### TASK ITEM
In the records below, find every line that contains "above" and list it.

[SUPPLIED MATERIAL Boundary: Start]

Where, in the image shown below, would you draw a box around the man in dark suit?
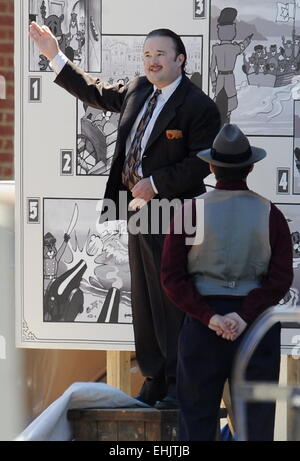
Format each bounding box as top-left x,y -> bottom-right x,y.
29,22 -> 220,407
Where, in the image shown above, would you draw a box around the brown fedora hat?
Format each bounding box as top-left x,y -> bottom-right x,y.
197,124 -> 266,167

[SUPPLIED MATERIAL Boundary: End]
[SUPPLIED MATERIAL Boundary: Start]

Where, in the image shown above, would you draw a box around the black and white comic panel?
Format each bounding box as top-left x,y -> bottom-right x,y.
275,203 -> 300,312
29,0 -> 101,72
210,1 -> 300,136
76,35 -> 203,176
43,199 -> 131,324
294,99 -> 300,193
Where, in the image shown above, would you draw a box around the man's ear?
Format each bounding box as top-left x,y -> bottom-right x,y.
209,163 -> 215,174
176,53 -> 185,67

[SUPPLIED MATERIAL Boundary: End]

### ANSWER FOR THE TASK
Where, in the image shown above, would you draw a box around the brown fedora hat?
Where, in the image shown above, would you draw a box around the black and white comic panel?
Where, in the image shown above, would you draw a box around the man's ear?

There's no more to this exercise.